ENTRIES SHOWN START
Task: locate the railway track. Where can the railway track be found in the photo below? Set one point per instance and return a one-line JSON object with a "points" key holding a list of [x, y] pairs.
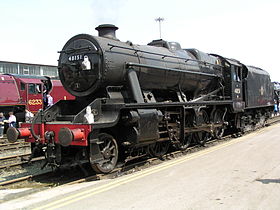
{"points": [[13, 146], [132, 166]]}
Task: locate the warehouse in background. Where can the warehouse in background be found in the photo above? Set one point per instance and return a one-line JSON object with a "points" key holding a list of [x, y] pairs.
{"points": [[7, 67]]}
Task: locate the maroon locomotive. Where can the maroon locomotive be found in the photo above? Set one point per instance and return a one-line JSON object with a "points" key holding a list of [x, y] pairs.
{"points": [[21, 92]]}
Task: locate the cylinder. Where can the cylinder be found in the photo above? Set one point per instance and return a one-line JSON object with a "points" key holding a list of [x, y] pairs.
{"points": [[66, 136], [15, 133]]}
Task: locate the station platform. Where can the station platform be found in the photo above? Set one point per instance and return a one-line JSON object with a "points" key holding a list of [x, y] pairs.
{"points": [[243, 173]]}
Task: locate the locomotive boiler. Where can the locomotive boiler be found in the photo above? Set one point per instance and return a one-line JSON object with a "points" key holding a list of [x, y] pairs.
{"points": [[134, 100]]}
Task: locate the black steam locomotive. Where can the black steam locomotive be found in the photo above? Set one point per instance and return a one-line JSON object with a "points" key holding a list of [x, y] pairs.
{"points": [[133, 100]]}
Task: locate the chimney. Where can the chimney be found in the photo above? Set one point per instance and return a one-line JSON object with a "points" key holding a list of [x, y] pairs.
{"points": [[107, 31]]}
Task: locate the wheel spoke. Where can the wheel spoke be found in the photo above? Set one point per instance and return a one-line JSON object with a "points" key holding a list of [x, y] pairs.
{"points": [[109, 151]]}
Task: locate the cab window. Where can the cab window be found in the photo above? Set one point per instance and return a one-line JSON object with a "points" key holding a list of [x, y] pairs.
{"points": [[31, 88], [38, 88], [22, 86]]}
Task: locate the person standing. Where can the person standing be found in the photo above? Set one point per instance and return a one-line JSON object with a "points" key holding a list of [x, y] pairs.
{"points": [[12, 120], [50, 100], [28, 116], [2, 119]]}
ENTRIES SHOWN END
== PROBLEM TO SOLVE ==
Each entry is to be written out again word for word, and any pictures are to be omitted.

== EXERCISE ANSWER ==
Task: locate the railway track. Where can the railway track be found in the photo below? Set one point per instance and return a one-line JSON object with a "points" key holding a list of [x, y] pairs.
{"points": [[13, 146], [132, 166]]}
Task: locate the warehouse in background. Where can the warehouse in background be found in the photo above? Set one point per instance and return a one-line JSON object with a "points" key holding a list of [x, y] pairs.
{"points": [[7, 67]]}
Task: locate the maroon locomotive. Where can the maroon locomotive be found in the photo above? Set one point per instance and return a one-line JSON object with a "points" key holding a list of [x, y] pairs.
{"points": [[21, 92]]}
Task: locate the cylinder. Where can the cylinder be found in the photo above? Set one point per instance and return a one-line JSON object with a "points" key holding a list of [x, y] pairs.
{"points": [[66, 136], [15, 133]]}
Task: locate the station platform. Where can the station platform be found in the photo above? Set one point per instance and return a one-line JSON object with a "points" key holding a list of [x, y] pairs.
{"points": [[243, 173]]}
Task: locate the locomotive boiler. Where can the locomotive boiler be found in the photo above? Set one point per instance and return a one-line JSON object with a "points" key holding a list of [x, y] pairs.
{"points": [[134, 100]]}
Task: locate the black steam locomotive. Where can the black steam locomotive be found in the photo above? Set one point per instance and return a one-line JSON object with a "points" key holding a list of [x, y] pairs.
{"points": [[133, 100]]}
Task: locate the chimney. Where can the chimney be found in the photo above? Set one point per instance and return a one-line JSON object with a "points" key holding a list of [x, y] pairs.
{"points": [[107, 31]]}
Task: locate the wheel spoke. Where can the wheel spoke be found in the photo above? Set one point per instance and return a one-line JSON object with a "points" key holding a list of [x, y] pairs.
{"points": [[109, 151]]}
Task: locate the cab window. Where can the cab window be found in the photo above? Set one point per instance and return a one-line JSON object with a "points" key holding a list of [x, y] pairs.
{"points": [[31, 88], [38, 88], [22, 86]]}
Task: locate the person standing. Where can the person standing be found in the photo above? Set one point per instance and return a one-line JSON object with a "points" key holding a list of [x, y] pairs.
{"points": [[12, 120], [50, 100], [28, 116], [2, 119]]}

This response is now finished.